* **Object detection data**
+++
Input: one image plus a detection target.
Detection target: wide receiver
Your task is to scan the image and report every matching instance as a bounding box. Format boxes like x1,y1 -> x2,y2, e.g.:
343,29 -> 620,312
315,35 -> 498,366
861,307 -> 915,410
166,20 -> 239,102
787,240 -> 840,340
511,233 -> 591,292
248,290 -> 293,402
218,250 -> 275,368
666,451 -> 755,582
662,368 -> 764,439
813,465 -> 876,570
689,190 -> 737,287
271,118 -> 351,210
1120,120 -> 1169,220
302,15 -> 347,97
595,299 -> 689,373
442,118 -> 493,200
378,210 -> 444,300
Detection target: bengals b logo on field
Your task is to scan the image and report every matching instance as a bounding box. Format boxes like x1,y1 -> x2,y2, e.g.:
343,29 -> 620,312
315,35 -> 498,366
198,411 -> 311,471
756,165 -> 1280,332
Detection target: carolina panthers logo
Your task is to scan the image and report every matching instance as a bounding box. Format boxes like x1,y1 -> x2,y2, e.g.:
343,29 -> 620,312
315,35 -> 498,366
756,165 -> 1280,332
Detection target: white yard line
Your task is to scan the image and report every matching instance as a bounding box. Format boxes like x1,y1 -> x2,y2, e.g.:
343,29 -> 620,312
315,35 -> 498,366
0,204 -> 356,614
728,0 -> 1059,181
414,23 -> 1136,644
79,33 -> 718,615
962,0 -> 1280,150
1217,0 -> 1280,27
+++
Rewrite the data above, replacing "bounding box" with "rectangle" throughout and leaving everything else unchanged.

Input: one image plus a detection target.
Detection target: wide receiver
Your task is to scan the image and report every matching instance as a rectangle. Format boxes like x1,y1 -> x2,y2, e.g.:
343,29 -> 620,312
315,35 -> 498,366
861,307 -> 915,410
166,20 -> 239,102
787,240 -> 840,340
511,233 -> 591,292
248,290 -> 293,402
218,250 -> 275,368
666,451 -> 755,582
662,368 -> 764,439
813,465 -> 876,570
689,190 -> 737,287
271,118 -> 351,210
1120,120 -> 1169,220
302,15 -> 347,97
595,299 -> 689,373
442,118 -> 493,200
378,210 -> 444,300
Detection target: bengals b logo on field
Your task is to scan the image and report every matching instance as a rectangle. Format boxes like x1,y1 -> x2,y2, e.g.:
343,29 -> 620,312
315,35 -> 498,366
198,411 -> 311,471
756,165 -> 1280,332
Detection target: carolina panthers logo
Your task is to scan the image and report every matching instance as a rectangle. Format boxes like x1,y1 -> x2,y2, e.g.:
343,29 -> 620,312
315,35 -> 498,366
756,165 -> 1280,332
Detection target: white yard line
Your task is to scan the image and report every matching instance as a rectangle. Format boxes like x1,y1 -> x2,y2, e.g.:
343,29 -> 620,312
315,35 -> 498,366
0,204 -> 356,614
728,0 -> 1059,181
414,23 -> 1136,644
79,33 -> 718,615
962,0 -> 1280,150
1217,0 -> 1280,27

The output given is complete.